-- Start of Dataset --

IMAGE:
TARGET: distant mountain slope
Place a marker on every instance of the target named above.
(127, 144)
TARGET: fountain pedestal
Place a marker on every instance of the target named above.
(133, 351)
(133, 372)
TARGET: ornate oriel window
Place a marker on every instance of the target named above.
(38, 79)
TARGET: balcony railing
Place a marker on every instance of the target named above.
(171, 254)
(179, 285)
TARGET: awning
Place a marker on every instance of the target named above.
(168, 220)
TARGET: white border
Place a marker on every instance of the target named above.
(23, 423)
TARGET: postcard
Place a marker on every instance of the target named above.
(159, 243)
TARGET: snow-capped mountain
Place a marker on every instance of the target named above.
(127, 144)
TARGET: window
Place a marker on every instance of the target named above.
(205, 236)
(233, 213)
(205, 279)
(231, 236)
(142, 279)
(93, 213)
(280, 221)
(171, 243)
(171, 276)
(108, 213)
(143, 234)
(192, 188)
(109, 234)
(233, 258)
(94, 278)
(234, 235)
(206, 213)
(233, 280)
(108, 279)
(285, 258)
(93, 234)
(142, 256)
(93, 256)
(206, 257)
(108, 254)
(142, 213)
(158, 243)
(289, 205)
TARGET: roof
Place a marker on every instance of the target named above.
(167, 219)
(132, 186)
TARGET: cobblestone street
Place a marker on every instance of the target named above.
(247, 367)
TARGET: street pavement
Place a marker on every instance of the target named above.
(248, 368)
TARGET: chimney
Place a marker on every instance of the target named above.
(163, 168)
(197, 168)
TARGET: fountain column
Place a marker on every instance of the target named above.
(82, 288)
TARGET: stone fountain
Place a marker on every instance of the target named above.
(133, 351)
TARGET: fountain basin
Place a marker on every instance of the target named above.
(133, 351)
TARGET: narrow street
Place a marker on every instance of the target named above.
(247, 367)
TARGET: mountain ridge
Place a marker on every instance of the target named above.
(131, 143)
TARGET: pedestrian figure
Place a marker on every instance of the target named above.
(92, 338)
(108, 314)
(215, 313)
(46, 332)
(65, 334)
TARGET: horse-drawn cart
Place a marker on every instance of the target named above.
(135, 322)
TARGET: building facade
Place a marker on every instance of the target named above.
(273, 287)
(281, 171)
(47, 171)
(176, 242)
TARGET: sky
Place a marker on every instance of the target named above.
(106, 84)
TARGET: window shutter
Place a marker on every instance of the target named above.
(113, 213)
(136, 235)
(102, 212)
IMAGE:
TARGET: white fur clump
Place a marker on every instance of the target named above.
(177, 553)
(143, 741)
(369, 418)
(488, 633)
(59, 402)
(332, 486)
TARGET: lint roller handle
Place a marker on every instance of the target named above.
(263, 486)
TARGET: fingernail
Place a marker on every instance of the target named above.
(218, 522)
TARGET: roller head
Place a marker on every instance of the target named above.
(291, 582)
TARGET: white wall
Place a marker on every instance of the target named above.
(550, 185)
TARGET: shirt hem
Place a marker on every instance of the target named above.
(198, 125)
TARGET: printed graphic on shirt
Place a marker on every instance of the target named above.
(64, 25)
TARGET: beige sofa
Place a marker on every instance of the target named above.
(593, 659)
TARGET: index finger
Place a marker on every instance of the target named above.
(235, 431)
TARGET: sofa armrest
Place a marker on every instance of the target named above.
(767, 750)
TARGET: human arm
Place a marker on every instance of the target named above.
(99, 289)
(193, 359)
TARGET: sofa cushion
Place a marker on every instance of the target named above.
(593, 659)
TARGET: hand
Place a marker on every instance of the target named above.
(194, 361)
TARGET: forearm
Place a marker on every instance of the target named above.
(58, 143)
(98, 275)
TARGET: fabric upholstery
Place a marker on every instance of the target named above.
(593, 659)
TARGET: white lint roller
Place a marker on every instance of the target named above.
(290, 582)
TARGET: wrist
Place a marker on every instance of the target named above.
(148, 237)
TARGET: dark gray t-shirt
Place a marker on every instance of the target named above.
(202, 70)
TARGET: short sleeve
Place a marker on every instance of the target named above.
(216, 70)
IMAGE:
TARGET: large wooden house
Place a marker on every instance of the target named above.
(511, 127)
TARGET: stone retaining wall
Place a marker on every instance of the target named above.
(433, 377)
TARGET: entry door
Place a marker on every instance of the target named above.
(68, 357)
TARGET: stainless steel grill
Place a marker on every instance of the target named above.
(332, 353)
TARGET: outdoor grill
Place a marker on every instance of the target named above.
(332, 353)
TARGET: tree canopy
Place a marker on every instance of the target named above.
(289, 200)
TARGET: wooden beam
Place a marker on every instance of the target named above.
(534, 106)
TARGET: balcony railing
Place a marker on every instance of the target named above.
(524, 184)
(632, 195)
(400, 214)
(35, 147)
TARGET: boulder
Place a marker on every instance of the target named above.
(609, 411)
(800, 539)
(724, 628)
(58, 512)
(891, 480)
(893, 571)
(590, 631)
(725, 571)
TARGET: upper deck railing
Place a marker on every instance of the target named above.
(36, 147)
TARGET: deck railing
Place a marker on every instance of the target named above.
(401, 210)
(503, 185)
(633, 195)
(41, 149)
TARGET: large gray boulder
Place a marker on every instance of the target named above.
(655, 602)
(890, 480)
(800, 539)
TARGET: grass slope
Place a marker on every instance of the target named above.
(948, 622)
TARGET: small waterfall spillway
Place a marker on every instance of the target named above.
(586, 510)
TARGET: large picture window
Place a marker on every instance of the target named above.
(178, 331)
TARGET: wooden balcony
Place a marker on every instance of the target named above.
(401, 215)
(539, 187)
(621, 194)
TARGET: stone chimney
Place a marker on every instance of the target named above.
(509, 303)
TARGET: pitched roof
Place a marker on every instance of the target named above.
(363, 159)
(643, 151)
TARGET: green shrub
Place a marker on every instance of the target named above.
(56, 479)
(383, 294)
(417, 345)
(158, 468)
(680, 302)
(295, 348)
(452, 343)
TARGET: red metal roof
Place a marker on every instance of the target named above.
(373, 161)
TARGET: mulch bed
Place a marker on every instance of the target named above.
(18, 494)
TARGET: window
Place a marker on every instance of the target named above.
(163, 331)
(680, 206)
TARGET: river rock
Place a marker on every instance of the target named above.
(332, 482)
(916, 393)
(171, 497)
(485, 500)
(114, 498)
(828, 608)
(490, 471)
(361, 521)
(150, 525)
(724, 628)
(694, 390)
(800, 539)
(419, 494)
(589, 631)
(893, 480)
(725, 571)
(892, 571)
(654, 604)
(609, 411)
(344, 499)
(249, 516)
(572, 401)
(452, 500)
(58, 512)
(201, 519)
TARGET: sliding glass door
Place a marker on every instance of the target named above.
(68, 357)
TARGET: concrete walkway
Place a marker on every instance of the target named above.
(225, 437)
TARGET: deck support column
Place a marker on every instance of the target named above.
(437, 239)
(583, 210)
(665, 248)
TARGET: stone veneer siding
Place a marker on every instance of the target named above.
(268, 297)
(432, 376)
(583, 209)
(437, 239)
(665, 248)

-- End of Dataset --

## Aim of the task
Scale the part of the listing that opens with the line containing "TARGET: green shrub" and runs through the end of the listing, rewriting every line of it, requests included. Multiply each point coordinate in the answers by 2.1 and round it to a whole number, with halves rounding up, and give only those lines.

## Correct result
TARGET: green shrub
Place a marker on every instance of the target named above.
(118, 1006)
(804, 617)
(876, 725)
(332, 983)
(1428, 634)
(620, 731)
(949, 720)
TARGET: red metal roof
Place a marker on every instance of the target named above.
(783, 338)
TARGET: mulch bed
Place a marker on every instance of the target named above.
(38, 1037)
TARGET: window
Place a marker on every instance of the target named above.
(342, 695)
(1428, 433)
TARGET: river rock
Place a marker on every instance of the target named above.
(697, 1012)
(1924, 825)
(359, 1044)
(1019, 1050)
(239, 1046)
(1739, 1277)
(1029, 989)
(758, 1094)
(315, 1103)
(1520, 1319)
(1457, 819)
(1680, 1132)
(880, 1037)
(1237, 1325)
(1875, 1008)
(1523, 1199)
(1873, 1199)
(1373, 1268)
(1279, 863)
(722, 1048)
(523, 1084)
(1201, 842)
(949, 1050)
(122, 1075)
(422, 1090)
TARGET: sliding glass door
Place a marker on every instance of the target named above.
(143, 750)
TARGET: concrete walkway
Place a marker on every instance of the target named above.
(473, 918)
TARGET: deck support column
Place a marker on every instance of the target named above.
(918, 502)
(1224, 441)
(1397, 521)
TARGET: stone veneer siding
Place a marker on every instance of the target named above.
(563, 624)
(907, 790)
(1224, 439)
(918, 502)
(1397, 521)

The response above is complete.